Problem details
Copy out each line of the material below that holds the string "concrete".

▶

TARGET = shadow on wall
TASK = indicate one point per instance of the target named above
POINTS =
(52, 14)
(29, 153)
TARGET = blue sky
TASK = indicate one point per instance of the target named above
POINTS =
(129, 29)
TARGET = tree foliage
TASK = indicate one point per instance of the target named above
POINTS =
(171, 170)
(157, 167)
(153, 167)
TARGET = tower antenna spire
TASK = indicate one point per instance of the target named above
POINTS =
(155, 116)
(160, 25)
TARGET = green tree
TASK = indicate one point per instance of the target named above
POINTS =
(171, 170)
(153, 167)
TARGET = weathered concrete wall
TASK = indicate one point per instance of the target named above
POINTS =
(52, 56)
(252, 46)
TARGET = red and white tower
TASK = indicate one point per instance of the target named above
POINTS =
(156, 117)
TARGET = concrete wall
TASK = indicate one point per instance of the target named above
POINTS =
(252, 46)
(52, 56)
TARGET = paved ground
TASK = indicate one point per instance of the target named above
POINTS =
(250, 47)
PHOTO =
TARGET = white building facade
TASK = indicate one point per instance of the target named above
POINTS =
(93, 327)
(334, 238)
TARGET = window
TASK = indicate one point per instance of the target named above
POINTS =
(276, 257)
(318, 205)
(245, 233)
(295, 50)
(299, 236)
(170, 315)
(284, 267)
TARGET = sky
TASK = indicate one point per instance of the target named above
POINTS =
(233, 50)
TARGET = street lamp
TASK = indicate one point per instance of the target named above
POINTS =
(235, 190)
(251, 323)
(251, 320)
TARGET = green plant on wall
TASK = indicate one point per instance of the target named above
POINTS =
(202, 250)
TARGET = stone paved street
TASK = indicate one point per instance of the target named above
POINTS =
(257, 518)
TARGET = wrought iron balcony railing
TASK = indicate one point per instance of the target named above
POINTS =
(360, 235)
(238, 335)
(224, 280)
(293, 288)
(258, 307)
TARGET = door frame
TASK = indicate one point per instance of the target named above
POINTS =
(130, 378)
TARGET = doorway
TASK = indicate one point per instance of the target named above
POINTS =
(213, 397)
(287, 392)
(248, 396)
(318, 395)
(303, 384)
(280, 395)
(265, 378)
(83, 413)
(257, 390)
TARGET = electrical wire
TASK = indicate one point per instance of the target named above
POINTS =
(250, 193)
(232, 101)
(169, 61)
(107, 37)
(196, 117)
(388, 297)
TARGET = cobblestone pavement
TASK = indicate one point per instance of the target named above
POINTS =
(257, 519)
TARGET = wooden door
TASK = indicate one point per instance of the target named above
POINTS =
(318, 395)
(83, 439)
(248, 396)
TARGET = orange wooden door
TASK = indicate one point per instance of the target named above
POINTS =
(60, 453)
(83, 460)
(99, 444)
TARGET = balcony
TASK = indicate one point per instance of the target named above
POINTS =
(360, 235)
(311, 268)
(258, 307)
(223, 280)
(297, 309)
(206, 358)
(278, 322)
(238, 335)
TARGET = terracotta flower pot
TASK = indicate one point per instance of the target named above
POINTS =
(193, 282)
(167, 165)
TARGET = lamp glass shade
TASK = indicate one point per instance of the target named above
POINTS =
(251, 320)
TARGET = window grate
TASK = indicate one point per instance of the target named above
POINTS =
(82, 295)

◀
▶

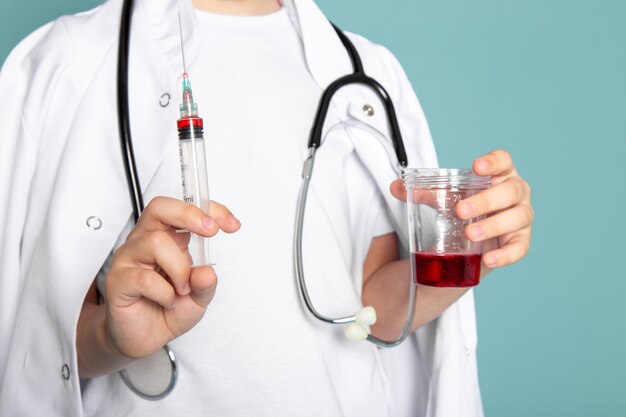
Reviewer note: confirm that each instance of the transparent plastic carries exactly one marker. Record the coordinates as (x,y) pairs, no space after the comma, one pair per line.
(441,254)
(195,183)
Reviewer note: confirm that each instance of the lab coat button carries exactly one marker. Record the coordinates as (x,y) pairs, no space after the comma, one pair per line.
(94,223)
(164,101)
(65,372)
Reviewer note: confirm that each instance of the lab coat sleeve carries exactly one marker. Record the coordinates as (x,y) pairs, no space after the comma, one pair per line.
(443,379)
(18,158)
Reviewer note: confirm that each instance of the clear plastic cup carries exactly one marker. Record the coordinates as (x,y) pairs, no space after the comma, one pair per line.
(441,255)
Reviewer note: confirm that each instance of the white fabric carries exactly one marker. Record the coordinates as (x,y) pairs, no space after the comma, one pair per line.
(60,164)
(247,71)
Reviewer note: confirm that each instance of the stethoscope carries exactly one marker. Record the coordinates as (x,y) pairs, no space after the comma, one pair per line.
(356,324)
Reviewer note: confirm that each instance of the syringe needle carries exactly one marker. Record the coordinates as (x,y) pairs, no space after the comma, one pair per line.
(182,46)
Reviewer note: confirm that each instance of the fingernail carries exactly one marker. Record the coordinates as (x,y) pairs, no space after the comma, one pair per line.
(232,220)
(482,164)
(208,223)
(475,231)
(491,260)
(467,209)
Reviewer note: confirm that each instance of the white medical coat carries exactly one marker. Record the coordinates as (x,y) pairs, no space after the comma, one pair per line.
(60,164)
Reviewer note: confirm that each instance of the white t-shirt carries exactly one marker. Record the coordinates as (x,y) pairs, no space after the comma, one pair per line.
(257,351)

◀

Reply
TARGET = weathered concrete wall
TARGET = concrete wall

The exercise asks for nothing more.